TO DO:
Repeat only the lines between the one with "ok so i need the box for the still" and the end of the material below, both ends included. Omit any picture.

SUPPLIED DATA:
==*==
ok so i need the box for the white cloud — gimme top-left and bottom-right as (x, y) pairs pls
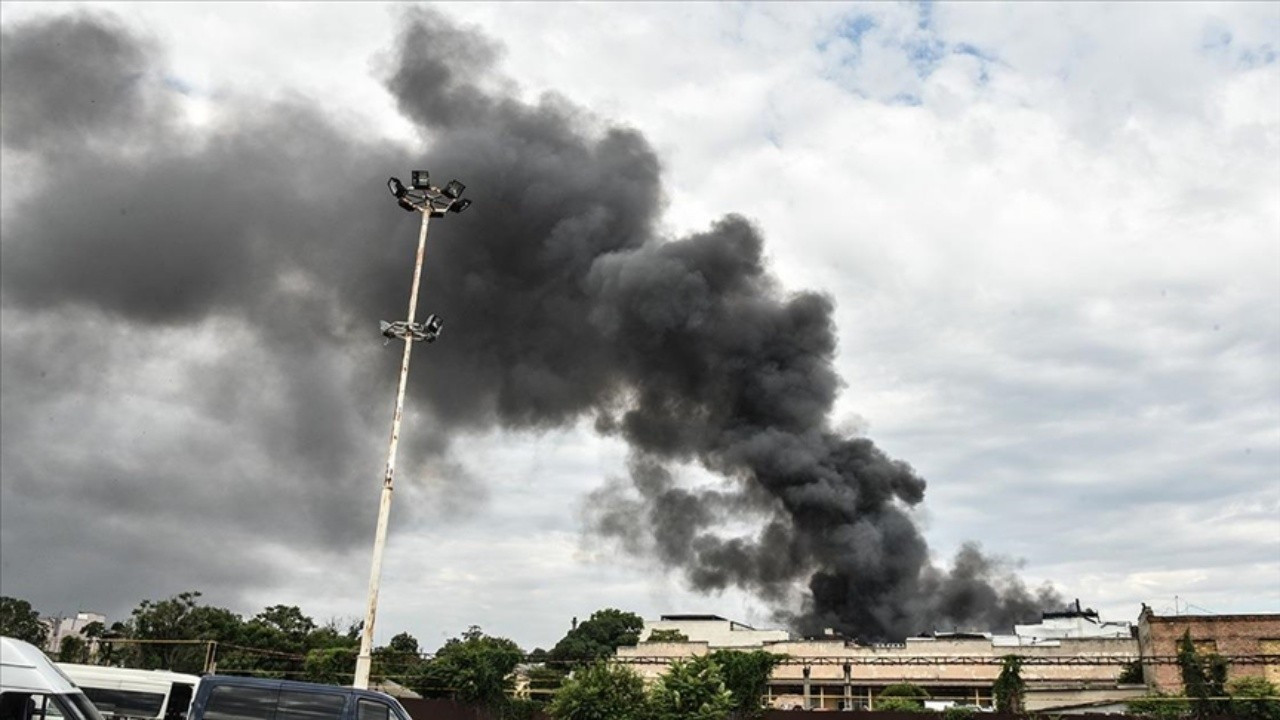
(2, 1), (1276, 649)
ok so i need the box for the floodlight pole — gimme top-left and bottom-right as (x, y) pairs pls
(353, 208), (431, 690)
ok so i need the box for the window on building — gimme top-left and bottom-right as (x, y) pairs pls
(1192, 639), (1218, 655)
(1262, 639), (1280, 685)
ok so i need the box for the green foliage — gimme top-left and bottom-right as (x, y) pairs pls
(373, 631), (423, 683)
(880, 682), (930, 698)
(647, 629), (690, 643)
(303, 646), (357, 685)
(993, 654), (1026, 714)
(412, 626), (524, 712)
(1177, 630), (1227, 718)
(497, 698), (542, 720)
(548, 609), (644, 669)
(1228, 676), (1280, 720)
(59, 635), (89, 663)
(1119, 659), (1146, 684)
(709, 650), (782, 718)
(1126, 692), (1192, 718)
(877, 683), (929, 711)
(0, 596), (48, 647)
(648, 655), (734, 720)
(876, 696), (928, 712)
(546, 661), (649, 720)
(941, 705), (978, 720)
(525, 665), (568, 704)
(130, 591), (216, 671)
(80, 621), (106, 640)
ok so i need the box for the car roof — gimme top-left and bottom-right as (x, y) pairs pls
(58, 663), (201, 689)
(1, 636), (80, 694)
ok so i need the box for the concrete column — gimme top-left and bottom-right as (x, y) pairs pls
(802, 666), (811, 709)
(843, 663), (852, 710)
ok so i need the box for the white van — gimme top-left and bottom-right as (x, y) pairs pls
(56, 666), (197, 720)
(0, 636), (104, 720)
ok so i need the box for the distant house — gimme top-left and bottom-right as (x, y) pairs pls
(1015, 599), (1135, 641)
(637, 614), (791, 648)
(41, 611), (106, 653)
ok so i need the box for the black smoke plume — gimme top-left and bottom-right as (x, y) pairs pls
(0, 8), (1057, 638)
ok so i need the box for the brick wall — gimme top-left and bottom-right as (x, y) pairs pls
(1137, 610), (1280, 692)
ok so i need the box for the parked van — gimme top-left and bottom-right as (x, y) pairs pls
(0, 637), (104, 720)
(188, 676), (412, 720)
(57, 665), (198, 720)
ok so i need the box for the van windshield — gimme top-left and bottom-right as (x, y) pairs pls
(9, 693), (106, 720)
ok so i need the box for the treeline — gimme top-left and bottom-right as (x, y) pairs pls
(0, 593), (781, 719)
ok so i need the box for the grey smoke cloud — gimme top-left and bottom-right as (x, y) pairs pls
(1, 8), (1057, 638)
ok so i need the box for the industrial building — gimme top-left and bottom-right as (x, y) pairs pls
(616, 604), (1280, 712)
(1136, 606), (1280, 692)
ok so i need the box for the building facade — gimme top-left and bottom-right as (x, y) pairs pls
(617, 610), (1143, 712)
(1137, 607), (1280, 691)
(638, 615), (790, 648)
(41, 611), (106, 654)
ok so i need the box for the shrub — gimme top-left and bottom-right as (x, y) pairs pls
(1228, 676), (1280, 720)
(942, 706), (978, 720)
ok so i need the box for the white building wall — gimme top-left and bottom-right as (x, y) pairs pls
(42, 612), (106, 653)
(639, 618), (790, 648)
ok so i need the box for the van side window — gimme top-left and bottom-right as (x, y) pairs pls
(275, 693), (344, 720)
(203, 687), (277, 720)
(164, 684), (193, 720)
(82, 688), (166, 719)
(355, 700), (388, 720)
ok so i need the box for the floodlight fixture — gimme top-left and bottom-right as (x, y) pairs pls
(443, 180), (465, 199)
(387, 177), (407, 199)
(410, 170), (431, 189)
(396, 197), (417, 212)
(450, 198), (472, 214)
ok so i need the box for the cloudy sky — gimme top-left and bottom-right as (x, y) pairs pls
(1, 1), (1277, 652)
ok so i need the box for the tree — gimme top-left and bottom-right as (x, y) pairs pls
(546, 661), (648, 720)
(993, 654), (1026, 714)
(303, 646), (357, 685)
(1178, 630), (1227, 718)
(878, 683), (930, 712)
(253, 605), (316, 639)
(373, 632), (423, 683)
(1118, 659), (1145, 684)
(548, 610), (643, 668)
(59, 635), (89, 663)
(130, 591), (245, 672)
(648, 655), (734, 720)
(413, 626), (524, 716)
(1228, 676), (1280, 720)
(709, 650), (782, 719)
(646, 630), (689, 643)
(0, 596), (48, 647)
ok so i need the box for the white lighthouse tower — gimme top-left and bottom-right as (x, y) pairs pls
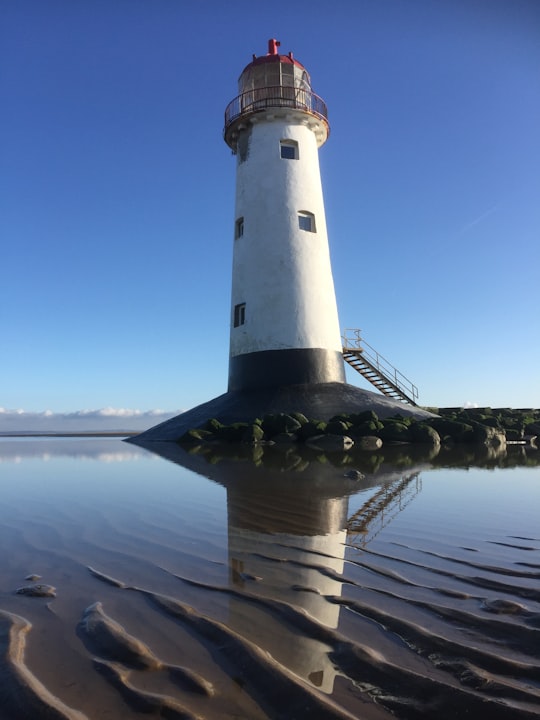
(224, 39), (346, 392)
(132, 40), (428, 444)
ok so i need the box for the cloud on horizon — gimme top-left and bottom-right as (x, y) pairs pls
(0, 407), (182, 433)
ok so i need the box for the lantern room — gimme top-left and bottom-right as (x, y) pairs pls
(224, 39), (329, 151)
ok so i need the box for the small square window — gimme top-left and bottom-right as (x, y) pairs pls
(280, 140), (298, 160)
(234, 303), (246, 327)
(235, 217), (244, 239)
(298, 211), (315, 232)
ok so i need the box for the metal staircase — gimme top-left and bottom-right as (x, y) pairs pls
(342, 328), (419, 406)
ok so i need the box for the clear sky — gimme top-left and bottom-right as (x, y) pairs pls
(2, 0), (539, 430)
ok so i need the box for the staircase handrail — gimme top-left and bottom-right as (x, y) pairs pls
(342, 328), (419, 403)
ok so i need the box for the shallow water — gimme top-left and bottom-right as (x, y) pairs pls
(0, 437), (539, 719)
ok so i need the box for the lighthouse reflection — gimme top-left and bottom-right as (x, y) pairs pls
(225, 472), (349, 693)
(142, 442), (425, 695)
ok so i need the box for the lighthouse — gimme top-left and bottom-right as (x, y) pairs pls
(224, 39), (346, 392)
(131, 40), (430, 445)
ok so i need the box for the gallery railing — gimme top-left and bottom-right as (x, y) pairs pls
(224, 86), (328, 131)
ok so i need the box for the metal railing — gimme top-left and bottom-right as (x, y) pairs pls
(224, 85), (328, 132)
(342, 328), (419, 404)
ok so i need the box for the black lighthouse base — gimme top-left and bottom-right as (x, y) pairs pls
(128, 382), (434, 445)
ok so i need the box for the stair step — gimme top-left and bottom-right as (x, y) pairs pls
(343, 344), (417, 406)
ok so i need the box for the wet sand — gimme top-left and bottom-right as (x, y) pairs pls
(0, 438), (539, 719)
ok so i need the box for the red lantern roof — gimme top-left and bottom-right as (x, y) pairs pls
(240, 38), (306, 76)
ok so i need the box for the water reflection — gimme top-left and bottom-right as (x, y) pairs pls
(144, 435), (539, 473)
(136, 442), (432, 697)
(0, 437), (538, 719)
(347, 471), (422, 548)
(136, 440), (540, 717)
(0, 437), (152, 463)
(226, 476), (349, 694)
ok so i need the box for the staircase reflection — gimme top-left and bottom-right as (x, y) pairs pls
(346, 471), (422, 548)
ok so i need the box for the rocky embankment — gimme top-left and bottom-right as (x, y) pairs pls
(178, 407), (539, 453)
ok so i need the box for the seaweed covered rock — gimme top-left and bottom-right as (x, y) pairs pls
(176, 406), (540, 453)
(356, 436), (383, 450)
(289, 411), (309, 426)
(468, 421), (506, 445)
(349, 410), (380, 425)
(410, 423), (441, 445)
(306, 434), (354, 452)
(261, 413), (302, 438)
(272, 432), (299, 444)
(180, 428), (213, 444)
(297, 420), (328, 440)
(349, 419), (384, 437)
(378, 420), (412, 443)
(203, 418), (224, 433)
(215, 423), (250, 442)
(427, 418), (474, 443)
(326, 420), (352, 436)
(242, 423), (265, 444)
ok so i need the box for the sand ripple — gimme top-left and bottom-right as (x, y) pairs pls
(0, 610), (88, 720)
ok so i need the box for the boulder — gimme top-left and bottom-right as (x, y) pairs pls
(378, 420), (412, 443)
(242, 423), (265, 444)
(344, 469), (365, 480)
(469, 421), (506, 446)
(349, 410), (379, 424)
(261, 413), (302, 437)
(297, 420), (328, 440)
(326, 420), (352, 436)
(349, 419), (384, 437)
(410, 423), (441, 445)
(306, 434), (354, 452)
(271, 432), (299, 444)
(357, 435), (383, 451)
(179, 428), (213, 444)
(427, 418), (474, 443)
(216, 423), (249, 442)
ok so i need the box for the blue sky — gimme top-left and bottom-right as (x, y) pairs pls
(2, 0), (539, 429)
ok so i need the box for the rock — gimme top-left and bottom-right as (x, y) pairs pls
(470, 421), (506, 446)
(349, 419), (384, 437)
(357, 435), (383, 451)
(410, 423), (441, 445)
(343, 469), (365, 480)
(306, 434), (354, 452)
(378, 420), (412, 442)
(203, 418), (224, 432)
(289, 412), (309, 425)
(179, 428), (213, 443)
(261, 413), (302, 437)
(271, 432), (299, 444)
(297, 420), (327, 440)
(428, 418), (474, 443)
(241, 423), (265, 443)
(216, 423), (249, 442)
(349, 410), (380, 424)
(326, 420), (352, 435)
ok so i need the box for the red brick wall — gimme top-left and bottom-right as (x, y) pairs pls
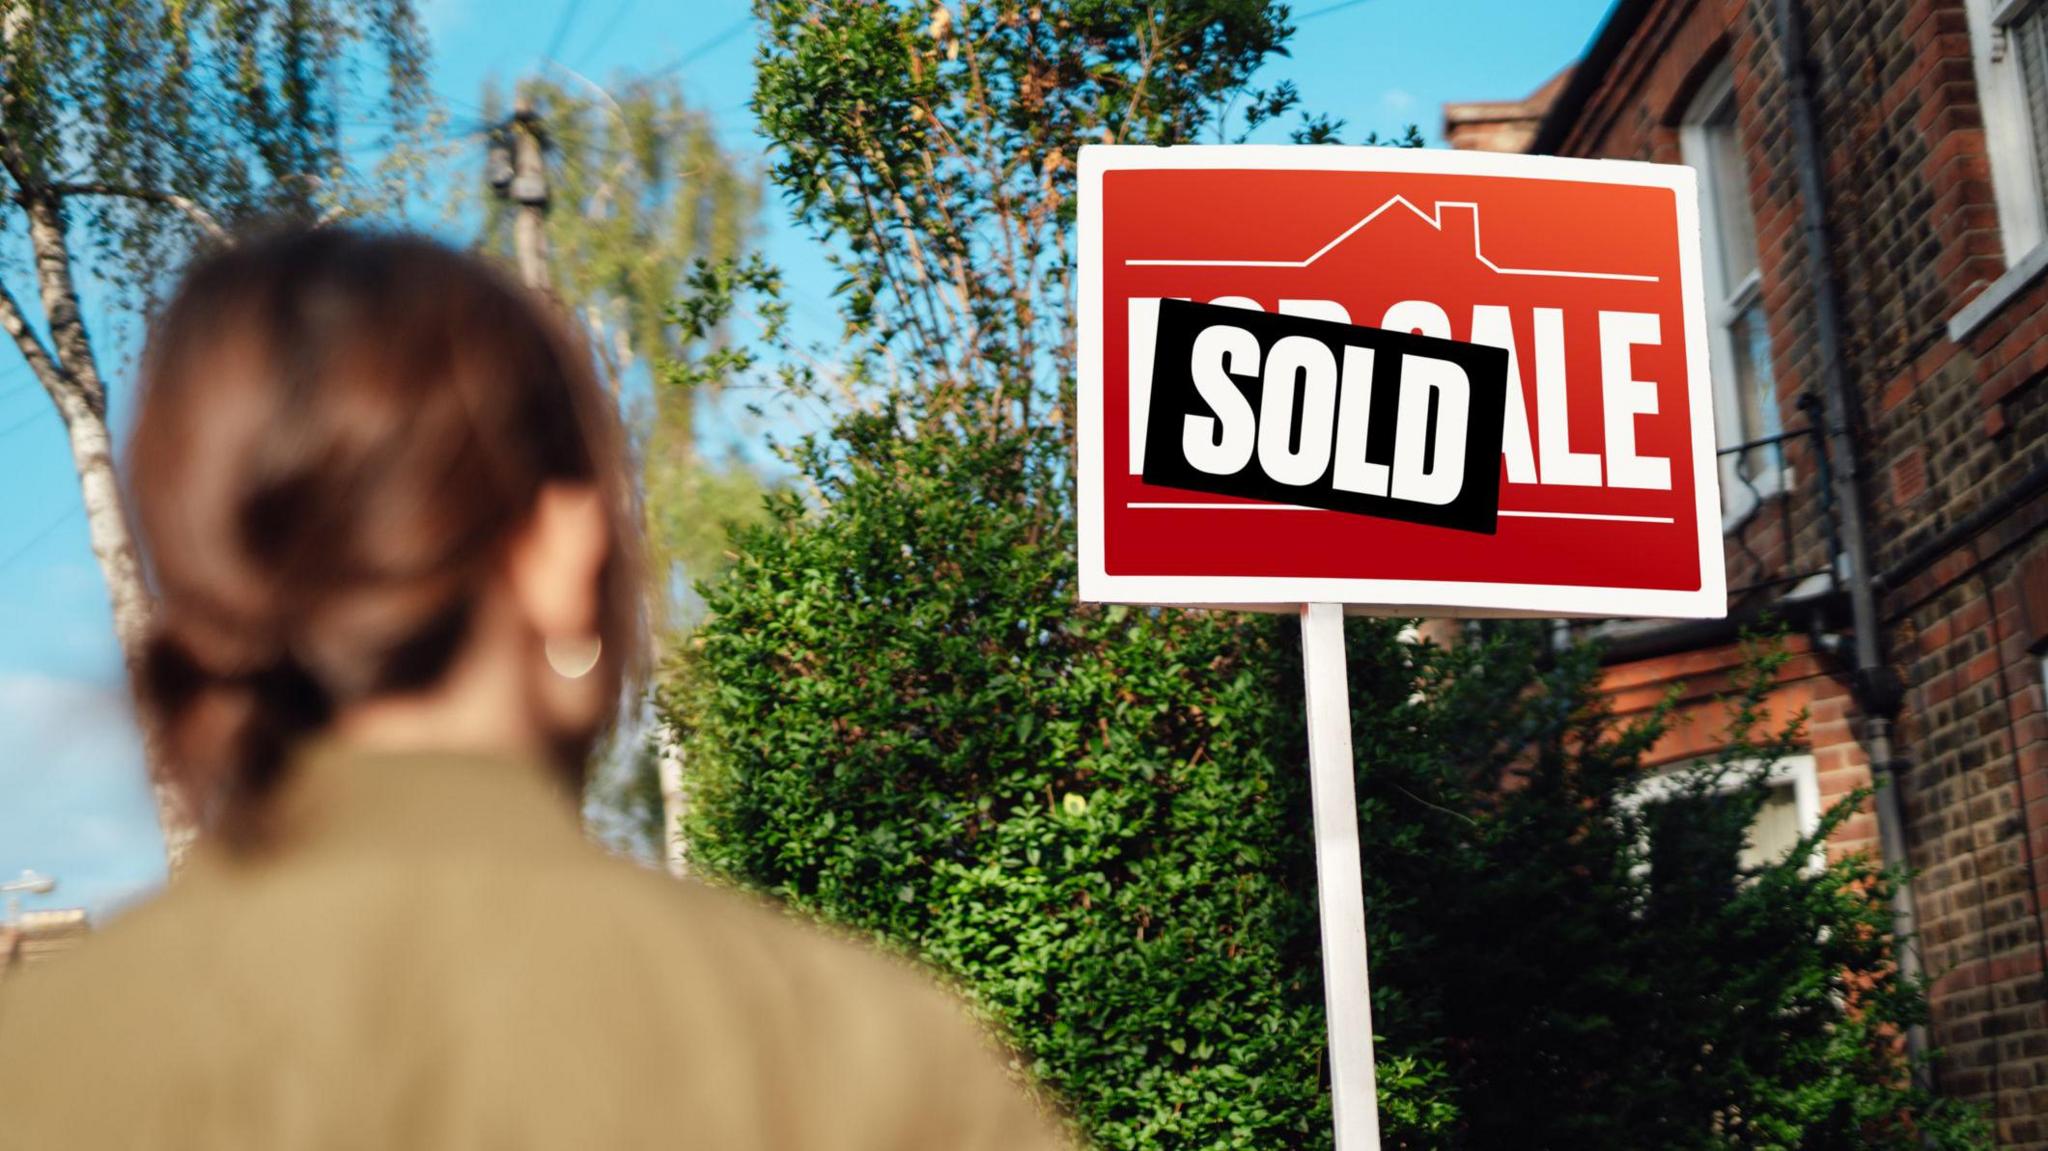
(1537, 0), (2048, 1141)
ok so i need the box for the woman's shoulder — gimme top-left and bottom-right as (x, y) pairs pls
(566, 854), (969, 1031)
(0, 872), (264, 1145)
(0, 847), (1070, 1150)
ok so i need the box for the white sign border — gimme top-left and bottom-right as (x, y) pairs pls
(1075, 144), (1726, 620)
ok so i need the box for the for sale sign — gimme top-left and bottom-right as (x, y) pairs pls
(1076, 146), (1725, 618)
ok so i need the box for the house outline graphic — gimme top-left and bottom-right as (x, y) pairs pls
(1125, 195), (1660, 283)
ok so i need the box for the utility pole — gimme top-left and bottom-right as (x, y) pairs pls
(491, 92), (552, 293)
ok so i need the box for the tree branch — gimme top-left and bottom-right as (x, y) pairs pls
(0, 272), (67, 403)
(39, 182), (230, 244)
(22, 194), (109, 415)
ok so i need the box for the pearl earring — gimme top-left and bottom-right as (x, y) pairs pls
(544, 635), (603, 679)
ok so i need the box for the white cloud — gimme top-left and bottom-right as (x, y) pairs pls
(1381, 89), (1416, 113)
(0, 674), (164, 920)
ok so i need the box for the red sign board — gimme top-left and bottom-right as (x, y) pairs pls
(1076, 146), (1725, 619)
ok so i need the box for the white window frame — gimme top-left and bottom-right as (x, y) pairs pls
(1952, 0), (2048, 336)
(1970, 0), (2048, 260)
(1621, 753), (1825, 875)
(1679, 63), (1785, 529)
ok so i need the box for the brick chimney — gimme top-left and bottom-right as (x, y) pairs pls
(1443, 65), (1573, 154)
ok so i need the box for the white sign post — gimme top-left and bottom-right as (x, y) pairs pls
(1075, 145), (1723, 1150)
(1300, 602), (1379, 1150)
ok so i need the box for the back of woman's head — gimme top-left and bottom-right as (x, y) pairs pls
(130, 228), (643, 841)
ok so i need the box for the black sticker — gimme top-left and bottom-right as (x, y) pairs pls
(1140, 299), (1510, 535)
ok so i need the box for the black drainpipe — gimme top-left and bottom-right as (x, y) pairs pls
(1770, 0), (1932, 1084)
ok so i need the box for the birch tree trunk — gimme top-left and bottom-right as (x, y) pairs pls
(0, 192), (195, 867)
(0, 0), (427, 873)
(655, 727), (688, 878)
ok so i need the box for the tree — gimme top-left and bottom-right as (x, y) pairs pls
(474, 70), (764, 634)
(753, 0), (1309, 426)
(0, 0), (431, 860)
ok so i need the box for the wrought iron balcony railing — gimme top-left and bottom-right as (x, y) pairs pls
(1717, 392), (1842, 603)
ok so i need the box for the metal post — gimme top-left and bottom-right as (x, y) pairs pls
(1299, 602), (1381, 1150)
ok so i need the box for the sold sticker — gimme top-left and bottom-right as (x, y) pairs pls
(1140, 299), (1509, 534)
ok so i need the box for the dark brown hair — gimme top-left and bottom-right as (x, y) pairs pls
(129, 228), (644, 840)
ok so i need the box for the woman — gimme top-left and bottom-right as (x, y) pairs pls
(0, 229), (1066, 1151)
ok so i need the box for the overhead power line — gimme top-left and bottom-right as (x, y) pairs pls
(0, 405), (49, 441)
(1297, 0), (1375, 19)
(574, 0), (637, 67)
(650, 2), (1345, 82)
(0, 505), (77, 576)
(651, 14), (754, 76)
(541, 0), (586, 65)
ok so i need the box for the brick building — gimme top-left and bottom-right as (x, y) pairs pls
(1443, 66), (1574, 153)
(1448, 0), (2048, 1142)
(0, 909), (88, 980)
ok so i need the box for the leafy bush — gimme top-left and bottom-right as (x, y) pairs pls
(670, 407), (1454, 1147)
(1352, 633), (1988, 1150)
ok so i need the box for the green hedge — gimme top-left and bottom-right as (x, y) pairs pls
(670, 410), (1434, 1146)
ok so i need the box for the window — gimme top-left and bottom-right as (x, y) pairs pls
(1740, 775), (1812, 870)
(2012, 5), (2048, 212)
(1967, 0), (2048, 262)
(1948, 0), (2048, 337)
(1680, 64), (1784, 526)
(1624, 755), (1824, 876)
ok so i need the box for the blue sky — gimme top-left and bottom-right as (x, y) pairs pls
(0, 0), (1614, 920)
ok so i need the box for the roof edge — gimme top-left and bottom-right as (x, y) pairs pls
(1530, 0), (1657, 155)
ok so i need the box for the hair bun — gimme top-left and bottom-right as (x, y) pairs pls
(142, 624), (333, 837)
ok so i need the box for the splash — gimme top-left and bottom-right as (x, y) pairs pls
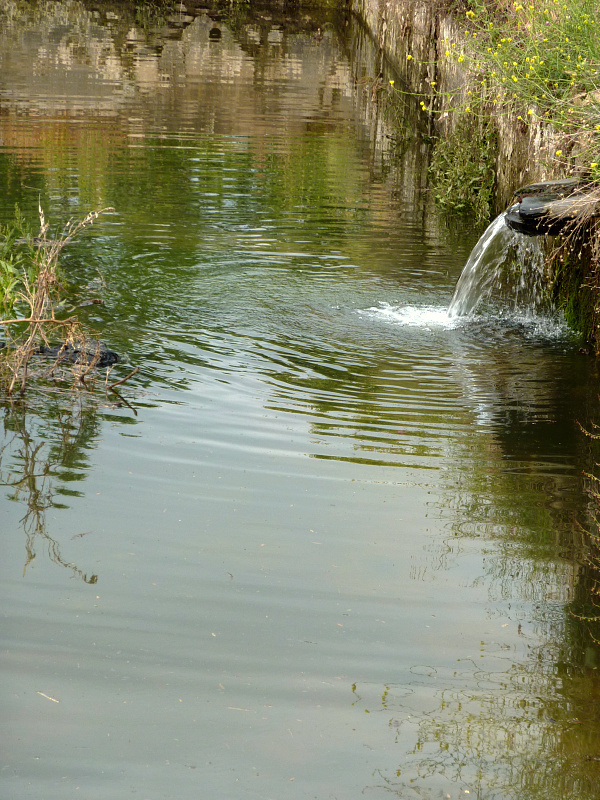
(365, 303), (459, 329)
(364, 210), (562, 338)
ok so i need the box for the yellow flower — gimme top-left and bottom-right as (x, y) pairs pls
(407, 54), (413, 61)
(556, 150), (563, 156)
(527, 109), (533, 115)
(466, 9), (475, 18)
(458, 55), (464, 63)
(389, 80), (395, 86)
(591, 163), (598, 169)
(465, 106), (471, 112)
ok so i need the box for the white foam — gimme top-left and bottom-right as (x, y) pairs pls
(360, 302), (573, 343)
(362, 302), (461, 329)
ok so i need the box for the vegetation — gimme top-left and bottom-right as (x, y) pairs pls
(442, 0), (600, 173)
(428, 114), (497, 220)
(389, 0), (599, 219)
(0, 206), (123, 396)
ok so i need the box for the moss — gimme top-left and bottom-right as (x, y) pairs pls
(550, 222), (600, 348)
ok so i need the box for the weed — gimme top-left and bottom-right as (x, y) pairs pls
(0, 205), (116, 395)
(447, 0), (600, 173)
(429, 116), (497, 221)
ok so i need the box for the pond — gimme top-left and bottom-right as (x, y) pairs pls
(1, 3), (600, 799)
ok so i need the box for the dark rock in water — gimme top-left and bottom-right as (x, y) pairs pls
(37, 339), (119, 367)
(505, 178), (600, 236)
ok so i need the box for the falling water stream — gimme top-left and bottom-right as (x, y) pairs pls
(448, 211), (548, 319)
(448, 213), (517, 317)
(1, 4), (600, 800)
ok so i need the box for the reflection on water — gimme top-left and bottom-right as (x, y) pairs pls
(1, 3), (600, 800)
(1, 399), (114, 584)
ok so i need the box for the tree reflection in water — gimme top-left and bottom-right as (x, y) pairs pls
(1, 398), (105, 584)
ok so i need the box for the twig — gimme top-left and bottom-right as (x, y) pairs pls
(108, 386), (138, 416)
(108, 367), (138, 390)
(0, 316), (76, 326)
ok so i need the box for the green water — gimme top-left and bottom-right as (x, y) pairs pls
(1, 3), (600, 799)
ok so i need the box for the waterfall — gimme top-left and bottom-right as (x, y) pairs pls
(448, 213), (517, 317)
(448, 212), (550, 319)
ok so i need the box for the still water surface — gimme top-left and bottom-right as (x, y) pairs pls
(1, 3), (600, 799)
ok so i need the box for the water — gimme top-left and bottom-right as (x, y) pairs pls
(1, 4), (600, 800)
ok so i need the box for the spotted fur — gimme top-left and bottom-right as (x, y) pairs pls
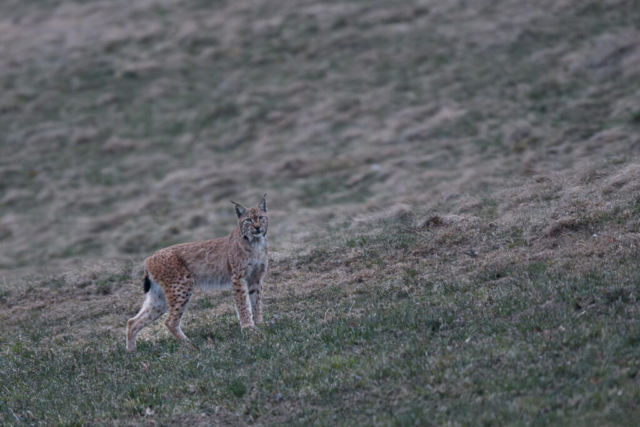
==*==
EXERCISE RESPONSE:
ok so i need the box for the still water surface — gimme top-left and bottom-right as (x, y) pairs pls
(1, 3), (600, 799)
ok so i need the box for the water — gimme top-left and bottom-right as (x, y) pairs pls
(1, 4), (600, 800)
ok so i need the box for the spotted fur — gimme top-left and bottom-right as (x, y) pairs pls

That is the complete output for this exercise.